### Aim 1
Rewrite the paragraph in the forum post on t-shirt fulfillment services that begins "I want a total fulfilment centre" as a short bulleted list.
### Aim 2
Extend the forum post on t-shirt fulfillment services, picking up right after its final sentence.

# Which fulfilment service site is best for my purposes?



## renuzit (May 21, 2011)

Hi everyone, brand new here. 

I searched around for a while for an answer to my questions and while I found _some_ answers, I would appreciate some people's personal opinions on what I am looking for...


I am in Canada, and am looking to start a small t-shirt website with my own original designs. 

I want a total fulfilment centre: one that will take care of everything - printing, billing, shipping, etc, and will just pay me a % (or dollar amount) of the sales I generate.

I want to be able to print in large areas of the t-shirts (top to bottom, not just the little square on the chest like at CafePress)

I would like the site to be as customizable as possible. 

It _*needs*_ to be *free* for me to use (no monthly charges etc), as this site will likely generate very little sales.

### Data lines
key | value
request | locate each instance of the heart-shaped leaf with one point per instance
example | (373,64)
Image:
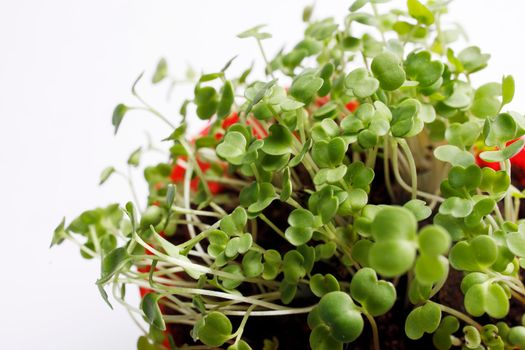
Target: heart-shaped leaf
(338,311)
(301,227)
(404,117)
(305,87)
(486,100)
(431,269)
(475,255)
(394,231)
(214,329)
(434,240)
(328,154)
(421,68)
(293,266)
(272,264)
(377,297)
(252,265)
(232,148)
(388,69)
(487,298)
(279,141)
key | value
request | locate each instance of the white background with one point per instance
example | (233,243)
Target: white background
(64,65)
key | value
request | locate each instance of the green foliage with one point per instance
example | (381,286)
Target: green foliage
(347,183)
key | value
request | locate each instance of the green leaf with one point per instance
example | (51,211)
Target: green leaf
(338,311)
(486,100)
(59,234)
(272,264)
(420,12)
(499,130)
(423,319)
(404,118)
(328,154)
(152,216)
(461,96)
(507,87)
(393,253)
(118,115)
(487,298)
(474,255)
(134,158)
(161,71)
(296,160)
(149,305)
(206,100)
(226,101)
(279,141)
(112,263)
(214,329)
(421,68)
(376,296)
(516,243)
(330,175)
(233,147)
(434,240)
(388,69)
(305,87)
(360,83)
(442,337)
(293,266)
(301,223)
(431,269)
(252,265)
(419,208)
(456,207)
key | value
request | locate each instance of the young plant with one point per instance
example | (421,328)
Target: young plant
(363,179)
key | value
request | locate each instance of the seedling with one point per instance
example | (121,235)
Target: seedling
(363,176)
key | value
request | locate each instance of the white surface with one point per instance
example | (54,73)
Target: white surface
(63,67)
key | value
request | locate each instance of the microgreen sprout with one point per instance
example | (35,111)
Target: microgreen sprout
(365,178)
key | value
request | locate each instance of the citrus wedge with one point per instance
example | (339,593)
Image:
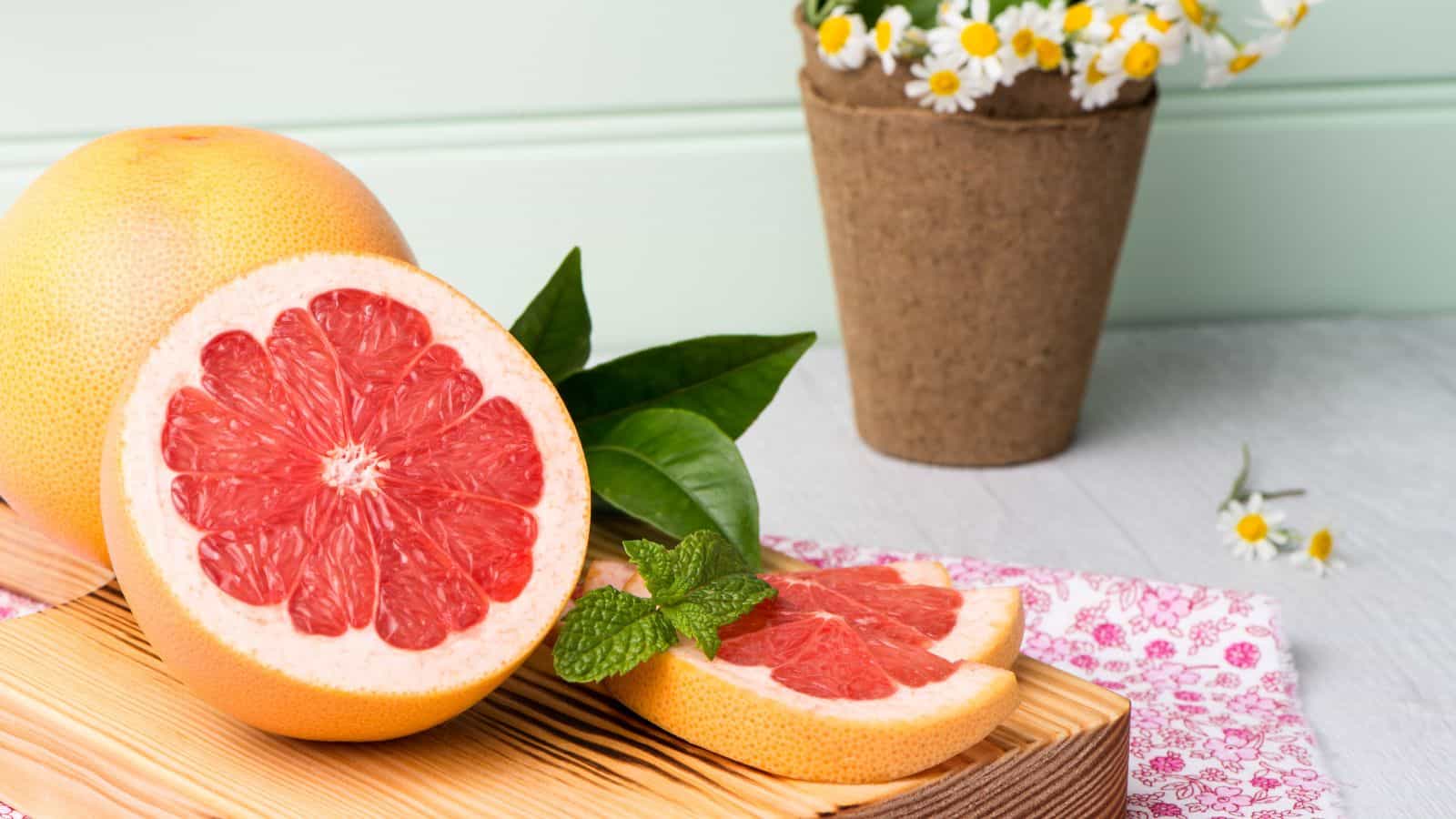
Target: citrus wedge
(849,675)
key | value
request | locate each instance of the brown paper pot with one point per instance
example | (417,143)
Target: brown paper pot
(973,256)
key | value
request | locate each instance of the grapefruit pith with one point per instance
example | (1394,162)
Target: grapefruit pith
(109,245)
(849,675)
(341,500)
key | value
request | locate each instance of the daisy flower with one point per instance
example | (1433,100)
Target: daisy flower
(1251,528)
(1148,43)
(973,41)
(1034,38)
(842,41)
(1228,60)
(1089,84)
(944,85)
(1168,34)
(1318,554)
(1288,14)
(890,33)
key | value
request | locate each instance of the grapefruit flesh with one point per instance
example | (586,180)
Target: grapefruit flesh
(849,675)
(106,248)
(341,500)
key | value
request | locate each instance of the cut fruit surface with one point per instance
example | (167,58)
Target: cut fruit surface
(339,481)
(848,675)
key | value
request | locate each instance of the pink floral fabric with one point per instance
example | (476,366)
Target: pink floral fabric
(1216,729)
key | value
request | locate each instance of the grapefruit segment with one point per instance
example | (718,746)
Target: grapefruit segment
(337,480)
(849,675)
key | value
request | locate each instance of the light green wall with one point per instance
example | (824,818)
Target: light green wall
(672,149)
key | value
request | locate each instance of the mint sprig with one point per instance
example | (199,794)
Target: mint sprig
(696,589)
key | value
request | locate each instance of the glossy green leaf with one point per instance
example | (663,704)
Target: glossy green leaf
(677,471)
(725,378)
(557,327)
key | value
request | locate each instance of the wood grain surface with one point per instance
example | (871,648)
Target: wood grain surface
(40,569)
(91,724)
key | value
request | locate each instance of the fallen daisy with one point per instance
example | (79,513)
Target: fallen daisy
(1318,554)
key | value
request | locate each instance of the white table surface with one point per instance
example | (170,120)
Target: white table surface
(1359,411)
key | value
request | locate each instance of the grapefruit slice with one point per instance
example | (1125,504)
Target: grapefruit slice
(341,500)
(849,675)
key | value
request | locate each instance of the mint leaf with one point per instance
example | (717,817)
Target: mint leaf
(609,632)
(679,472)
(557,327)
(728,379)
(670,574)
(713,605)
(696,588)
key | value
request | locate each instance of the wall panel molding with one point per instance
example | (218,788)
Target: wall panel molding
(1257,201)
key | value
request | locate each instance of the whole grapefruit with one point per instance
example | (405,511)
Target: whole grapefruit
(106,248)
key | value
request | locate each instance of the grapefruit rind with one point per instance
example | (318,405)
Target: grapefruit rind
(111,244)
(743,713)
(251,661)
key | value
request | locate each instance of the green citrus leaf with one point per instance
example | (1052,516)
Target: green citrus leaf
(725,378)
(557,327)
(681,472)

### Written reply 1
- A complete fulfillment center
- Handles everything, including printing, billing, and shipping
- Pays a percentage or a dollar amount of the sales generated

### Written reply 2
I did create a pikistore site, and it looks PERFECT, except it sounds like it is only a three month trial before they start charging me a $49/month fee.

Any input is HUGELY appreciated!

Thanks! 
--steve


----------



## ginja (May 9, 2011)

I would love the same info. Have been looking around but haven't found THE one yet. Thanks for your help


----------



## UK Defender (May 18, 2011)

I'm currently starting a t-shirt brand which involves local artists and designers submitting designs and then receiving a royalty payment per shirt sold. 
Not sure if there is a similar company near you?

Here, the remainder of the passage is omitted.